*Stated exercise A*: Reproduce the entire blog post below, word for word.

-------- Selection

Monday, August 22, 2011

"the unexpected life is no less a life"

I had a conversation today at lunch that got me thinking about a book I read earlier this year, A Single Voice by Kristen M. Oaks. Five years ago, when I was a young little 21-year old, I was in a YSA ward with another girl who had just turned 30. I thought she was very intelligent and wise because of the comments and insights she would share during classes and the lessons she gave in Relief Society. One Sunday she shared some of her feelings about being "old" in a Young Single Adults ward, i.e. being 30 and still single. I can't remember exactly what she said, but I do remember feeling the Spirit, as well a deep admiration for her. She casually mentioned having read A Single Voice and recommended it to us.

I forgot about it until my 26th birthday in January. All my childhood and adolescence I just sort of assumed I'd get married at 25. Of course, as I grew into adulthood I understood that marriage would happen "when it was supposed to" and that having a definitive age number in mind was silly... Yet, when I completed my twenty-fifth year and began "the downward slope towards 30" I felt a clear and strong sense of panic. Irrational panic, I knew it was irrational... and yet...

That's when I remembered Renee, and her recommendation. So I hopped online and ordered a used copy off amazon. I began reading it the day it arrived in the mail and I have to tell you, it changed my life -- it changed my life, by helping me change my perspective. I've never felt more at peace with my "singleness" and age as I have these last few month. (Not that I still don't experience moments of grand alarm about being single-with-no-prospects and/or depression and loneliness... but my perspective of it all REALLY is very different so the frequency of these moments is low, and I cope differently. But that's a post for another day!)

----------------
-------- Information given

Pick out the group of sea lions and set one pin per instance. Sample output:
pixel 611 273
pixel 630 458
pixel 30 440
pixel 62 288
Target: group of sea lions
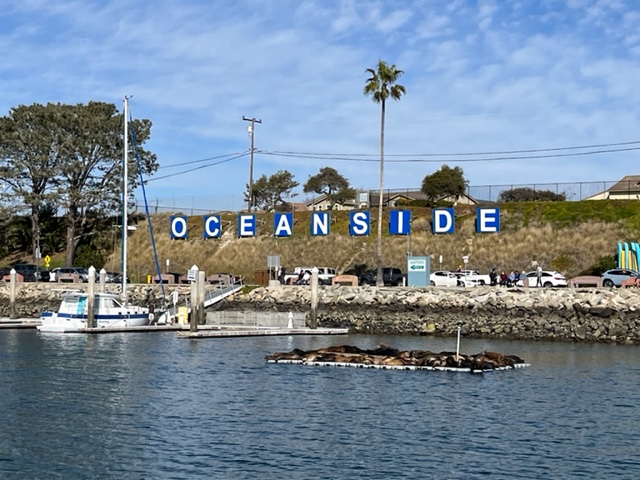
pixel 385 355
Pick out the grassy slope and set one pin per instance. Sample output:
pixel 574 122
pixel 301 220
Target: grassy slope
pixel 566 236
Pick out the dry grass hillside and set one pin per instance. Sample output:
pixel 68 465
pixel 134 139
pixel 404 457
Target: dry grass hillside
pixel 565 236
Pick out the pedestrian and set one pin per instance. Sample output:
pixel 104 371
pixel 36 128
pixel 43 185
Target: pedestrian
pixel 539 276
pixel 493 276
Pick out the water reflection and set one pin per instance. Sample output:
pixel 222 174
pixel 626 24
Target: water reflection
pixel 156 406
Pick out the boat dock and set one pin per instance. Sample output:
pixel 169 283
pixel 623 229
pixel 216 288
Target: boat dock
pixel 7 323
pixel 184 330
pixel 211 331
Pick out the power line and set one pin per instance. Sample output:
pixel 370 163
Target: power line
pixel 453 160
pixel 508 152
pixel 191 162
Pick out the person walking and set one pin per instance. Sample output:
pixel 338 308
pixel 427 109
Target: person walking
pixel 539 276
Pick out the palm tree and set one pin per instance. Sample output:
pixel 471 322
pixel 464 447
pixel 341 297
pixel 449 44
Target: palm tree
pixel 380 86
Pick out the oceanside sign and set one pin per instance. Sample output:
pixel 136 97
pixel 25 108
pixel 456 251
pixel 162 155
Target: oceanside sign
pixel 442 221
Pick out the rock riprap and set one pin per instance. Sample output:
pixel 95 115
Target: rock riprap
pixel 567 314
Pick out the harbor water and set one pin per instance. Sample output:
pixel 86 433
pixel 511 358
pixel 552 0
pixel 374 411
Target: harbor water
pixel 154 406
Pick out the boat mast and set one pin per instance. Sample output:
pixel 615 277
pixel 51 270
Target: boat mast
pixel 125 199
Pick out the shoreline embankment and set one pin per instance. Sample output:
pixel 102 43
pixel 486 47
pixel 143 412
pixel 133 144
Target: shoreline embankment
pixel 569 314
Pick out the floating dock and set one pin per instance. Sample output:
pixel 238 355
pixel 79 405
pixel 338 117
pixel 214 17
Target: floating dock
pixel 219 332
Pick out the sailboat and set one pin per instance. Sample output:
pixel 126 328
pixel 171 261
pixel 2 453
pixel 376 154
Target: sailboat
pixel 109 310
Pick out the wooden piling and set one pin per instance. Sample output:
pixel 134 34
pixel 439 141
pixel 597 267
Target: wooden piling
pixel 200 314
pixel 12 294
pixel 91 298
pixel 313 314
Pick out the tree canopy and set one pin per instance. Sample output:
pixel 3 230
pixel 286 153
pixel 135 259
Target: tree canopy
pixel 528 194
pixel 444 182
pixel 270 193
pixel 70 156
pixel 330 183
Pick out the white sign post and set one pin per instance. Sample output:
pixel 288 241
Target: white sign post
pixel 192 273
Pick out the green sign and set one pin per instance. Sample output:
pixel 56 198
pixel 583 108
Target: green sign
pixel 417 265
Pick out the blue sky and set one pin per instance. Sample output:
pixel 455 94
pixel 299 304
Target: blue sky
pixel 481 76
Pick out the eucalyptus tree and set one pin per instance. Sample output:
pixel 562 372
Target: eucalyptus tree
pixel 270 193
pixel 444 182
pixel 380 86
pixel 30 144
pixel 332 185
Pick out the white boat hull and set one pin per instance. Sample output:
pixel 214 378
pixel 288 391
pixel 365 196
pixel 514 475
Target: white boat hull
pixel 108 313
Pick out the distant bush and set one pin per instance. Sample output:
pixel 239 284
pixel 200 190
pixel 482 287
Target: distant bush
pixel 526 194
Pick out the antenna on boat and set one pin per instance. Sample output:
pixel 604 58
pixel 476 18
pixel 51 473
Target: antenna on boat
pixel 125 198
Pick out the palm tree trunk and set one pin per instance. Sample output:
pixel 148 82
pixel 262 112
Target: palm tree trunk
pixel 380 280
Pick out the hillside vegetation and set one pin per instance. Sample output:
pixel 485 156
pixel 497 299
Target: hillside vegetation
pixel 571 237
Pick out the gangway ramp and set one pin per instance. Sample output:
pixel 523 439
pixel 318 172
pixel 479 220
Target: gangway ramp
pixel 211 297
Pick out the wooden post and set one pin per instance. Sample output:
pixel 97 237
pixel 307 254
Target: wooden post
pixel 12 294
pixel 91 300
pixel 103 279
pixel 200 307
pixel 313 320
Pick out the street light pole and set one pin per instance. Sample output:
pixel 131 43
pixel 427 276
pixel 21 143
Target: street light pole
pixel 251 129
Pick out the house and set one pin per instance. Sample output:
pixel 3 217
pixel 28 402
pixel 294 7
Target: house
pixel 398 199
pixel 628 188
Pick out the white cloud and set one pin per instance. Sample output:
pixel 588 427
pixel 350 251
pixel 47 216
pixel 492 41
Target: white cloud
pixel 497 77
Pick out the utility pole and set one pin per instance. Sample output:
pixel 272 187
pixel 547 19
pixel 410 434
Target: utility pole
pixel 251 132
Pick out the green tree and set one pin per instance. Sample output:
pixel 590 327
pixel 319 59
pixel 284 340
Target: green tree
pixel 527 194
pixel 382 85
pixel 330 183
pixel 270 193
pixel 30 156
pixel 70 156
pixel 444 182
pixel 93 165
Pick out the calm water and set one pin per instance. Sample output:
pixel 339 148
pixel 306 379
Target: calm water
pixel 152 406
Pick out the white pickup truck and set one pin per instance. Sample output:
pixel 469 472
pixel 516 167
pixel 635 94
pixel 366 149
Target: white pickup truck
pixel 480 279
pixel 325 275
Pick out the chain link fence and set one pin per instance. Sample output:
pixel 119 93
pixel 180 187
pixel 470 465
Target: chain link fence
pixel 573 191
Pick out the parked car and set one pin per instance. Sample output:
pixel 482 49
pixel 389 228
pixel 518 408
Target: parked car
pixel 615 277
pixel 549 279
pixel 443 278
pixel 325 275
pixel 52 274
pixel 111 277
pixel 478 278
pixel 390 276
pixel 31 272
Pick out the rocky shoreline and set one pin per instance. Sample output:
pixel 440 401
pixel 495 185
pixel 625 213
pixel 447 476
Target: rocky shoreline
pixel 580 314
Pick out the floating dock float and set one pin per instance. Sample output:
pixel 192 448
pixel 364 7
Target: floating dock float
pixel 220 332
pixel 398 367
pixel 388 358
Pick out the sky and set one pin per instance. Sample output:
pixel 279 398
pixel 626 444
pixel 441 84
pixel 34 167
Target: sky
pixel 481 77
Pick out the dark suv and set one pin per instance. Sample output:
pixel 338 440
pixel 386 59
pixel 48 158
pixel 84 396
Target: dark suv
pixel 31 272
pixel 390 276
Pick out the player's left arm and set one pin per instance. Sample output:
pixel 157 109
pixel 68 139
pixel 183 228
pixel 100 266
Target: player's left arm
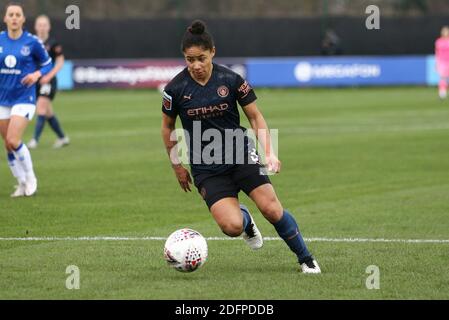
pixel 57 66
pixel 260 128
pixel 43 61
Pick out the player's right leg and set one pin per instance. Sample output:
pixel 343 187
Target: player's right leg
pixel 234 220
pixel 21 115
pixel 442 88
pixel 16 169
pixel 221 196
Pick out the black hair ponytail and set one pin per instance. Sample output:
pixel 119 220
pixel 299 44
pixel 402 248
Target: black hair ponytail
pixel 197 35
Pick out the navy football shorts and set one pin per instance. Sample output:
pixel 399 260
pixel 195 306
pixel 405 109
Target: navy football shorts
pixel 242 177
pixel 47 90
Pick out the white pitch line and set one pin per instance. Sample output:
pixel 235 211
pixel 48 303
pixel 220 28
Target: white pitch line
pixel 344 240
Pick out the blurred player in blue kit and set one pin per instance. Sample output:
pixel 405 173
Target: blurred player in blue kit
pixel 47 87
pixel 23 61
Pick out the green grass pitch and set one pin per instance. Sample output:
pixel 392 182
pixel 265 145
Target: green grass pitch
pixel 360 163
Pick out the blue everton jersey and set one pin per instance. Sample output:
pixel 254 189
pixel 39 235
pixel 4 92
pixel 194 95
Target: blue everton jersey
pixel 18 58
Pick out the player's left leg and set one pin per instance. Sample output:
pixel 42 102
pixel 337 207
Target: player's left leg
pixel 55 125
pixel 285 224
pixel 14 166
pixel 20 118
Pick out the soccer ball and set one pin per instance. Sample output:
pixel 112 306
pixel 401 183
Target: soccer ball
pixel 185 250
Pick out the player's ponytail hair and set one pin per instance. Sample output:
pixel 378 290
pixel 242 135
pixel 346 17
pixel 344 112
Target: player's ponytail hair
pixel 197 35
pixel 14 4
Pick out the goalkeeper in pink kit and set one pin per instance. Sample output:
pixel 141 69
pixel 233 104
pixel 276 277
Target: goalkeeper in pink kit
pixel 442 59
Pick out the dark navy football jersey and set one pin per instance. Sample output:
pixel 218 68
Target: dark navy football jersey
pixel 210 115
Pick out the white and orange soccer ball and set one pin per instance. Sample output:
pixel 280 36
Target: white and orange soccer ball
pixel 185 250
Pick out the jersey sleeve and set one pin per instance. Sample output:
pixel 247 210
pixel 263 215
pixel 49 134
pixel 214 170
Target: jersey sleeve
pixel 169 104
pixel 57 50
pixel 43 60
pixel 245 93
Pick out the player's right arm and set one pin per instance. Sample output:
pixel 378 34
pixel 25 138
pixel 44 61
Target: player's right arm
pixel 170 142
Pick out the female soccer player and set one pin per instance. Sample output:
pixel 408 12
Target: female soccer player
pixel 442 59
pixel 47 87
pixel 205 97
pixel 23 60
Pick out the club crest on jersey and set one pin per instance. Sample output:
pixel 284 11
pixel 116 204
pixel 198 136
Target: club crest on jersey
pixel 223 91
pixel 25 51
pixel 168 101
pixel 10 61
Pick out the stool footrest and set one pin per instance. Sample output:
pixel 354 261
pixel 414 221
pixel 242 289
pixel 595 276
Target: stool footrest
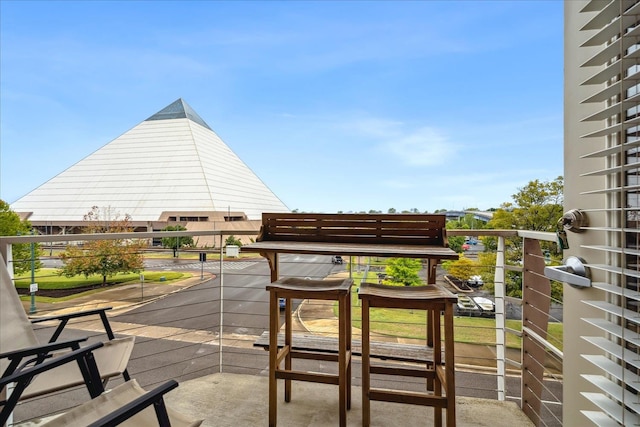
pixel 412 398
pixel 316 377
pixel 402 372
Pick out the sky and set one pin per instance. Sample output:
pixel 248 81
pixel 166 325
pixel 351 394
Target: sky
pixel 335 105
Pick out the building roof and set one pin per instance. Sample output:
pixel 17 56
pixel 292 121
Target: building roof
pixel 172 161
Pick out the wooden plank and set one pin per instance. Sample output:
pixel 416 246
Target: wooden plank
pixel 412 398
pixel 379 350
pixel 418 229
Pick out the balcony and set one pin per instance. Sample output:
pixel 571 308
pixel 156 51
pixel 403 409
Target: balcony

----------------

*Stated exercise B*: Pick out each line in the rows above that contains the word "sleeve" and copy those lines.

*Solution A*:
Monday, August 22, 2011

"the unexpected life is no less a life"

I had a conversation today at lunch that got me thinking about a book I read earlier this year, A Single Voice by Kristen M. Oaks. Five years ago, when I was a young little 21-year old, I was in a YSA ward with another girl who had just turned 30. I thought she was very intelligent and wise because of the comments and insights she would share during classes and the lessons she gave in Relief Society. One Sunday she shared some of her feelings about being "old" in a Young Single Adults ward, i.e. being 30 and still single. I can't remember exactly what she said, but I do remember feeling the Spirit, as well a deep admiration for her. She casually mentioned having read A Single Voice and recommended it to us.

I forgot about it until my 26th birthday in January. All my childhood and adolescence I just sort of assumed I'd get married at 25. Of course, as I grew into adulthood I understood that marriage would happen "when it was supposed to" and that having a definitive age number in mind was silly... Yet, when I completed my twenty-fifth year and began "the downward slope towards 30" I felt a clear and strong sense of panic. Irrational panic, I knew it was irrational... and yet...

That's when I remembered Renee, and her recommendation. So I hopped online and ordered a used copy off amazon. I began reading it the day it arrived in the mail and I have to tell you, it changed my life -- it changed my life, by helping me change my perspective. I've never felt more at peace with my "singleness" and age as I have these last few month. (Not that I still don't experience moments of grand alarm about being single-with-no-prospects and/or depression and loneliness... but my perspective of it all REALLY is very different so the frequency of these moments is low, and I cope differently. But that's a post for another day!)

*Solution B*:
Pick out the jersey sleeve and set one pin per instance. Sample output:
Target: jersey sleeve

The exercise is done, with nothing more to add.